Your goal ::
Set down the records exactly, and omit any image found in them.

Entries shown ::
********************

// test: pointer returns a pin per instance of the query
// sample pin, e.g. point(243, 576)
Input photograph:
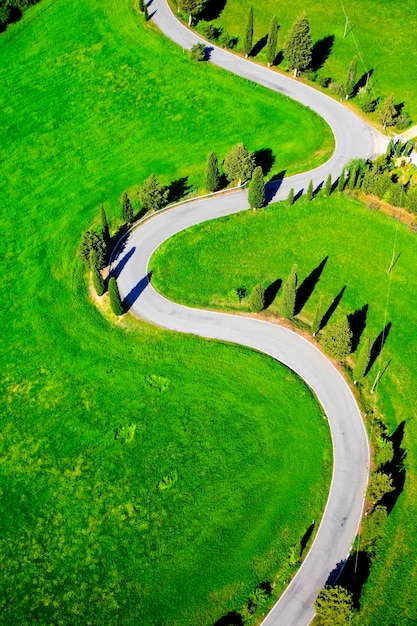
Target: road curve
point(350, 444)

********************

Solution to this exercise ::
// test: pointer returns a pin per instance of the query
// sample pin, e.g. point(243, 576)
Input photograph:
Target: road curve
point(350, 444)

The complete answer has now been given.